## Exercise aim:
Every line of the entries below that includes "sand" belongs in the answer, copied as written.

Data items
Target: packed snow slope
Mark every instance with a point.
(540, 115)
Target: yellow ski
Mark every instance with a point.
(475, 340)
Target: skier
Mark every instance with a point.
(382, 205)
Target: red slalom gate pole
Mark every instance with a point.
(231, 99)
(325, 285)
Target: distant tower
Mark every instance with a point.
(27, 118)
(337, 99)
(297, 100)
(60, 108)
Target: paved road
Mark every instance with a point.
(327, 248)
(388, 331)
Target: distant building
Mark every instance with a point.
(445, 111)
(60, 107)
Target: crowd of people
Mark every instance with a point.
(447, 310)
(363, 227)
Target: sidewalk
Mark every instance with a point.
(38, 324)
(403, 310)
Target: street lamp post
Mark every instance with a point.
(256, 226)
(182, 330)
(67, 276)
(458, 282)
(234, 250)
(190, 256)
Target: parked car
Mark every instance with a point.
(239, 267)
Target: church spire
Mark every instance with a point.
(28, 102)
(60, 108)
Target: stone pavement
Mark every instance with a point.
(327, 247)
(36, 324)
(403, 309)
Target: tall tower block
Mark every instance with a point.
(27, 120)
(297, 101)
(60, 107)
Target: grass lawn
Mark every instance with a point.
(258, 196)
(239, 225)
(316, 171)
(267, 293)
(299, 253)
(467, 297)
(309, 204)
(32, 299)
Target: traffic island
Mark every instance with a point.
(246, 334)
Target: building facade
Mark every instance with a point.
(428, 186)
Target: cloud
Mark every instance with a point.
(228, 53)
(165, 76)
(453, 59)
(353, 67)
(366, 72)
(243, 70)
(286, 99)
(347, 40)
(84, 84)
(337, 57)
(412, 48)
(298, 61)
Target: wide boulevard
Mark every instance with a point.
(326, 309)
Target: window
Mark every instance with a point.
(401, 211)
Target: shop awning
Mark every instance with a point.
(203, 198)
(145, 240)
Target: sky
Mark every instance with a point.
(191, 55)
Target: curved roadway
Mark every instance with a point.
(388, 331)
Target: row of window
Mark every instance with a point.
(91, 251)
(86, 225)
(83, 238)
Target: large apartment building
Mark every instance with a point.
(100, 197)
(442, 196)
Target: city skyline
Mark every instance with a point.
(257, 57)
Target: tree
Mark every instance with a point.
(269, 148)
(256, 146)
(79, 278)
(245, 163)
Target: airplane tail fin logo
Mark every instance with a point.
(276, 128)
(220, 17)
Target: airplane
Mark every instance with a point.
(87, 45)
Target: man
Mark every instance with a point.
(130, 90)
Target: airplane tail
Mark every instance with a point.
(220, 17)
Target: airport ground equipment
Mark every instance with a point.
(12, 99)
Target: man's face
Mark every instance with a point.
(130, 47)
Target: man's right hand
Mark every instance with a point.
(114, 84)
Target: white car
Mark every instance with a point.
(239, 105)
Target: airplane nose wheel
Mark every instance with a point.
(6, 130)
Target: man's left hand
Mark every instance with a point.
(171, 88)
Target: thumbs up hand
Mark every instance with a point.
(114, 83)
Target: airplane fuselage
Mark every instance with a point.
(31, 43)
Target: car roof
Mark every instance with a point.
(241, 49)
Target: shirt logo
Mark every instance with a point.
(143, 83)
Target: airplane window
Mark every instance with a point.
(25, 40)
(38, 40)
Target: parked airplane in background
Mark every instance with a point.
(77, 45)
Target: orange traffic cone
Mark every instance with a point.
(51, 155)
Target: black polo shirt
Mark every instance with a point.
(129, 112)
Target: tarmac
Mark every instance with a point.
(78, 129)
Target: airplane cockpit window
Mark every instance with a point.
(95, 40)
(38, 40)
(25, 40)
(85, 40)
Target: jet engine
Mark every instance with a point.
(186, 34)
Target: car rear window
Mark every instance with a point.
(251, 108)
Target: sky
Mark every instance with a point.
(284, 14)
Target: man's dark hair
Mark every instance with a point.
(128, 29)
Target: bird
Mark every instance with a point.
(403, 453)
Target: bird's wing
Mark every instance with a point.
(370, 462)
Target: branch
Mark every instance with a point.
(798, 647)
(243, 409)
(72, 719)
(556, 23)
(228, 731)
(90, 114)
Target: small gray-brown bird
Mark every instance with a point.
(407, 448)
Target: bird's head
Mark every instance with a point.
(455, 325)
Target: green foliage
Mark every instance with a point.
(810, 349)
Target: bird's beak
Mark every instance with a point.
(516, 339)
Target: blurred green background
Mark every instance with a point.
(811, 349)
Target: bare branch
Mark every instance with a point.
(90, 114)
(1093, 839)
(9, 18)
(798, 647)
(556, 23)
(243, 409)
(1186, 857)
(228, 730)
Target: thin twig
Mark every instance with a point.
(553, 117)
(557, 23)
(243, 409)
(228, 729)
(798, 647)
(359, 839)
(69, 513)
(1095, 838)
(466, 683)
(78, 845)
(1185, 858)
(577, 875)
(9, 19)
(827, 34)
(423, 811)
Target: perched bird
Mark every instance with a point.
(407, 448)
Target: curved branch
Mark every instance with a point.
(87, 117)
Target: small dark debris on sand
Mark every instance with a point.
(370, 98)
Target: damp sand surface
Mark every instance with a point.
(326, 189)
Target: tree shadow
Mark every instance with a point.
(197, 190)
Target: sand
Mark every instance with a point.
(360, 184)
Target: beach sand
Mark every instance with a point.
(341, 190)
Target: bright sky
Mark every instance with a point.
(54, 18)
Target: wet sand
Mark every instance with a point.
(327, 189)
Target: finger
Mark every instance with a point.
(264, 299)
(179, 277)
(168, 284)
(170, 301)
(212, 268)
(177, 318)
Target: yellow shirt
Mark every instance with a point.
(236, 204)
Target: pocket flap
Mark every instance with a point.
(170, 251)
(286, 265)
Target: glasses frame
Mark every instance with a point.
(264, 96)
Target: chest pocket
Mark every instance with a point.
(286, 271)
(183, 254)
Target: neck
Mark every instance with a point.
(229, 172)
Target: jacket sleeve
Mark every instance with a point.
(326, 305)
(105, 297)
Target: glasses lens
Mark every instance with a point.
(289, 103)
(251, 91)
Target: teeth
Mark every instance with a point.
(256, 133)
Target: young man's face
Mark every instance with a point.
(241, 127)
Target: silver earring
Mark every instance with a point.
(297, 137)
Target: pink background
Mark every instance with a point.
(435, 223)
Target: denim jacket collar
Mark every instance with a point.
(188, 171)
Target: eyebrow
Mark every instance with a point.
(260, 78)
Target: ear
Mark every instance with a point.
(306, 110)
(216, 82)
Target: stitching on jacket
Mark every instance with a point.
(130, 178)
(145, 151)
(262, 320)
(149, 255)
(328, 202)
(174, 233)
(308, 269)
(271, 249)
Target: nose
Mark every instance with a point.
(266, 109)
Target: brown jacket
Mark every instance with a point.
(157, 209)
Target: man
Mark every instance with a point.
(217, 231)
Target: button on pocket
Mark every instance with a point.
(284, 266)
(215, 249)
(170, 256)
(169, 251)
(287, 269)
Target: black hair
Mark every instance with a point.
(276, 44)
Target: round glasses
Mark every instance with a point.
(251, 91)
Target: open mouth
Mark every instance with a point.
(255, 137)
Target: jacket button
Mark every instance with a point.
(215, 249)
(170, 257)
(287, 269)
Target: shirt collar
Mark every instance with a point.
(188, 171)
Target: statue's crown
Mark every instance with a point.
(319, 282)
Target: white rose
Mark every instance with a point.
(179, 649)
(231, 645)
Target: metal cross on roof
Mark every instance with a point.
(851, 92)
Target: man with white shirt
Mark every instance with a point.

## Task solution:
Target: small dark debris on sand
Target: damp sand surface
Target: sand
Target: beach sand
Target: wet sand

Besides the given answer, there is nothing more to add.